— Input data —
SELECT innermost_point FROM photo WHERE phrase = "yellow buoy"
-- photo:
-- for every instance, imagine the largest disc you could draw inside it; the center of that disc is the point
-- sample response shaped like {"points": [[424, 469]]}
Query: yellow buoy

==

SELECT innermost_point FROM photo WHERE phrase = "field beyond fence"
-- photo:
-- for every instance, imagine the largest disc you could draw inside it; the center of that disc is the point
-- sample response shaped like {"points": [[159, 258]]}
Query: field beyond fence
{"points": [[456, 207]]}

— What is needed —
When you find a line in the records that contains the word "buoy", copy it.

— The completed task —
SELECT innermost_point FROM photo WHERE phrase = "yellow buoy"
Query: yellow buoy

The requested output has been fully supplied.